* Directions: Word for word, write out all of the entries that follow.
*** Records shown Section Begins ***
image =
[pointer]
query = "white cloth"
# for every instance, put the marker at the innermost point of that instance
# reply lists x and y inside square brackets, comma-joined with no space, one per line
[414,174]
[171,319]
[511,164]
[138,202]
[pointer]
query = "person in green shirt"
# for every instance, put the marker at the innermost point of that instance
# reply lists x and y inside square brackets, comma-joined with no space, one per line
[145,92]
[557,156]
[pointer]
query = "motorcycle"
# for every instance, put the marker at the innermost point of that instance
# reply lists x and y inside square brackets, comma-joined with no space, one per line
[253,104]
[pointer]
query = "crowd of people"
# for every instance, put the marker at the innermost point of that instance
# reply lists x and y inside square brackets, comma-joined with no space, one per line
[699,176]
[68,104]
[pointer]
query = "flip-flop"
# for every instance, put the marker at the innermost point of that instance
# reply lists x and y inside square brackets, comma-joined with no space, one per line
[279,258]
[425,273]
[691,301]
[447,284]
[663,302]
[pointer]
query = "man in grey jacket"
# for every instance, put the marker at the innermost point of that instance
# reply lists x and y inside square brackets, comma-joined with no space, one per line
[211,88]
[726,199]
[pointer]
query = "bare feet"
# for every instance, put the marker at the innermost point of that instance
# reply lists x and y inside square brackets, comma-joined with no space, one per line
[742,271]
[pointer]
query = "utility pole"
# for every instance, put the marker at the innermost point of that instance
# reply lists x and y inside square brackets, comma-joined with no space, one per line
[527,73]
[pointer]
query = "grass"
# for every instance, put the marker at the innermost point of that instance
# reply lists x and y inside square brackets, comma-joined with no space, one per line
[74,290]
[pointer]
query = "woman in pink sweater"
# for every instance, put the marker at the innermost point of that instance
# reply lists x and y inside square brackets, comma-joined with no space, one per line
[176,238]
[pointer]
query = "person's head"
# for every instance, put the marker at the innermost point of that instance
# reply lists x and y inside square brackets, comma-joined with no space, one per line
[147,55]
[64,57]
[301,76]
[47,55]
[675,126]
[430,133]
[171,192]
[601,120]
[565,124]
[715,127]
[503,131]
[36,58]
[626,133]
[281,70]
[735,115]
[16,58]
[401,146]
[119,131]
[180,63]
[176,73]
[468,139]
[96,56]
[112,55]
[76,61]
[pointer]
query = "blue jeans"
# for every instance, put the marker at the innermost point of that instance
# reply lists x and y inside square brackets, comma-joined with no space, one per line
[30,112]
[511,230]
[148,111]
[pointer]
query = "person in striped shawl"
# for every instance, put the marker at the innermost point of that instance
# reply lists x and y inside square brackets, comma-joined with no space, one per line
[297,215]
*** Records shown Section Ends ***
* Response below:
image =
[pointer]
query = "white cloth"
# for every instance, put the marker at the innermost point of that instance
# reply lists x and y inside square brackets, comma-joined with no space, one per line
[414,174]
[171,319]
[511,164]
[138,202]
[pointer]
query = "person in green shirt"
# for every instance, put the marker at the innermost point of that instance
# reply lists x and y inside square brackets, comma-joined with no space, one per line
[145,92]
[557,156]
[pointer]
query = "motorcycle"
# for every instance, put the marker at the innermost point of that instance
# reply lists x and y inside square brackets, comma-joined with no space, one per line
[253,104]
[pointer]
query = "crowd of people"
# for every instance, put the marker at the innermost point of that instance
# reply lists x and y inside square brackets, comma-joined with no space, one per line
[699,176]
[68,104]
[pointer]
query = "flip-flop"
# for every instance, put the marker at the innermost point of that instance
# reply lists x and y inside square brackets, comma-joined with no space, one per line
[279,258]
[425,273]
[691,301]
[447,284]
[663,302]
[pointer]
query = "man in grey jacket"
# for every instance, put the marker at the innermost point of that instance
# reply lists x and y inside square brackets, comma-joined with no space, one per line
[211,88]
[726,199]
[pointer]
query = "bare feet"
# for every instance, put the marker at the innermost point of that instance
# reply lists x and y inside square brackets, comma-joined with no space, one per line
[742,271]
[pointer]
query = "utility pole"
# for every instance, put the marker at the innermost point of that instance
# reply lists x and y inside square brackets, comma-joined with no space, one per line
[527,73]
[pointer]
query = "grass"
# for every instance, put the marker at the innermost point of that instance
# reply lists x and y inside square brackets, comma-joined with no space, one per line
[74,290]
[pointer]
query = "woman in pink sweater"
# for every instance, put the marker at the innermost point of that instance
# reply lists x and y inside square brackets, comma-joined with no space, one per line
[176,238]
[pointer]
query = "person's head"
# for every instance, put the marker at the innermost point of that instance
# reply lists x and y inside square brackets, comma-joined with no space, one per line
[147,55]
[64,57]
[301,76]
[47,55]
[675,126]
[430,133]
[171,192]
[601,120]
[565,124]
[715,127]
[503,131]
[36,58]
[626,133]
[281,70]
[735,115]
[16,58]
[401,146]
[119,131]
[180,63]
[176,73]
[468,139]
[96,56]
[112,55]
[76,61]
[pointer]
query = "blue jeans"
# for every instance, put the marker at the innermost point of that instance
# reply lists x and y inside square brackets, comma-joined with no space, one per line
[30,112]
[511,230]
[148,111]
[pointer]
query = "person in striped shawl"
# for every instance, put the marker at the innermost point of that instance
# reply lists x and y inside square brackets, comma-joined with no space, one per line
[297,215]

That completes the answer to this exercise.